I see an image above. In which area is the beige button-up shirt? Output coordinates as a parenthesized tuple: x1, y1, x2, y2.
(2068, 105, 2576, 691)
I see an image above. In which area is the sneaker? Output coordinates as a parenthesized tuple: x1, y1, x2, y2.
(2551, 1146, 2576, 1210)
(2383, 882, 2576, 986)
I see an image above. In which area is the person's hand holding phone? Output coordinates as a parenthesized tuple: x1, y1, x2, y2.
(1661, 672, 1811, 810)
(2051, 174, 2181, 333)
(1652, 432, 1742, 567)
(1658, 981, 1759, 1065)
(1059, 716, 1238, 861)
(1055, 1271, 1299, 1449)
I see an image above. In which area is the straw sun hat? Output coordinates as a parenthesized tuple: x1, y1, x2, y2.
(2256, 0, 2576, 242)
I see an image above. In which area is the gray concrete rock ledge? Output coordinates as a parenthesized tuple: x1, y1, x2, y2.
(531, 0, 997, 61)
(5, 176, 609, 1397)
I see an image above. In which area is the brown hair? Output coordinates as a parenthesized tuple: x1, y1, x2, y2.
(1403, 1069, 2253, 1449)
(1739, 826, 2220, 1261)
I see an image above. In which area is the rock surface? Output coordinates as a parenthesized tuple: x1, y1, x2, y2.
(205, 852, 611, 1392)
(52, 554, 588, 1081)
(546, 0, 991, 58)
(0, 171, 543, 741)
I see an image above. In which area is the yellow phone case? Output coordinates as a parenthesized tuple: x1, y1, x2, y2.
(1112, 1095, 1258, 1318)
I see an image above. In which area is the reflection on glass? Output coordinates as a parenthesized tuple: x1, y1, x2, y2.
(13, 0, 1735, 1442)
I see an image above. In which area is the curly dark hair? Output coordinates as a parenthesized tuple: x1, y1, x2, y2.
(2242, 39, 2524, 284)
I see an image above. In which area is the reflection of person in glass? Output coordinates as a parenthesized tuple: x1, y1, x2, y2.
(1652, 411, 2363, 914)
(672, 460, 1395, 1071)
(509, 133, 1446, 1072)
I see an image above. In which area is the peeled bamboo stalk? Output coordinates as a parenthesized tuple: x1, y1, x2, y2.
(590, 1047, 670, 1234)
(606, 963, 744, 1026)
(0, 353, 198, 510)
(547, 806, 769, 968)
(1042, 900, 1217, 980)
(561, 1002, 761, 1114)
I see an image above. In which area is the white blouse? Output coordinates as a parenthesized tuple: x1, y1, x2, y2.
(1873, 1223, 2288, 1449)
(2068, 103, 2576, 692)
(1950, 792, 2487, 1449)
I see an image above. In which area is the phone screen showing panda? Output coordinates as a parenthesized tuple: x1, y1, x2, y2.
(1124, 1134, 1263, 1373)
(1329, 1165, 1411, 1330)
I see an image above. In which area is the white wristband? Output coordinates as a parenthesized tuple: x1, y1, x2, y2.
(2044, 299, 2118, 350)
# # # #
EXERCISE OBJECTIVE —
Type out every record above once more, exactly.

EXERCISE RESPONSE —
I see an image above. In which area is the beige button-up shirt? Output coordinates as a parenthesized tuple: x1, y1, x2, y2.
(2068, 105, 2576, 691)
I see an image above. In which area is the sneaker? Output coordinates as a parenthesized tuple: x1, y1, x2, y2.
(2551, 1146, 2576, 1210)
(2383, 882, 2576, 986)
I see an image above. In which area is the person's hand holding phone? Output coordinates as a parenthesized tuple: x1, y1, x2, y2.
(1661, 672, 1811, 810)
(2051, 174, 2181, 333)
(1652, 432, 1742, 567)
(1658, 981, 1759, 1065)
(1059, 716, 1238, 861)
(1055, 1271, 1299, 1449)
I see an image above. In which area is the straw sun hat? Output coordinates as a parenthesized tuple: x1, y1, x2, y2.
(2256, 0, 2576, 242)
I see an image above. In which area is the gray concrete rock ledge? Output coordinates as a parenthesized tuple: x1, y1, x2, y2.
(531, 0, 997, 61)
(5, 176, 609, 1397)
I see an image above. In which area is the brown hair? Output coordinates as a parenthesized tuple: x1, y1, x2, y2.
(1403, 1069, 2253, 1449)
(1739, 826, 2220, 1261)
I see an image above. In which area is the rock surface? Output coordinates as a parenthesized tuple: x1, y1, x2, y2.
(205, 852, 611, 1392)
(52, 554, 588, 1081)
(546, 0, 991, 58)
(0, 171, 543, 741)
I see an image above. In which area is the yellow phone case? Output coordinates as a parenthesized tuple: x1, y1, x2, y2.
(1112, 1095, 1258, 1318)
I see an image above. In which area is the reflection on glass? Output coordinates as a parenthesized tuple: x1, y1, x2, y2.
(13, 0, 1735, 1442)
I see an image above. In which area is the curly dark hair? Output coordinates as a parenthesized tuple: x1, y1, x2, y2.
(2242, 39, 2524, 284)
I see an image above. In which area is the reflection of person in glass? Output coordinates as a parenthesized tuple: x1, y1, x2, y2.
(1652, 411, 2363, 914)
(672, 460, 1395, 1071)
(509, 133, 1446, 1072)
I see an image above. In which area is the peeled bamboo stalk? Output coordinates as a parenthesized tuple: x1, y1, x2, y2.
(590, 1047, 670, 1234)
(606, 963, 744, 1026)
(0, 353, 198, 510)
(547, 806, 769, 968)
(1042, 900, 1217, 980)
(561, 1002, 761, 1114)
I see an image above. In which area is the white blouse? Output coordinates as a parenthesized tuple: x1, y1, x2, y2.
(1873, 1223, 2288, 1449)
(2068, 103, 2576, 692)
(1950, 792, 2487, 1449)
I see an image above. In which area is the phone screen showing panda? Output coordinates as a parenthesized tuple: x1, y1, x2, y2.
(1124, 1134, 1263, 1373)
(1329, 1165, 1411, 1330)
I see an image above. In which area is the white wristband? Output coordinates as a parenthesized tuple: x1, y1, x2, y2.
(2044, 299, 2118, 350)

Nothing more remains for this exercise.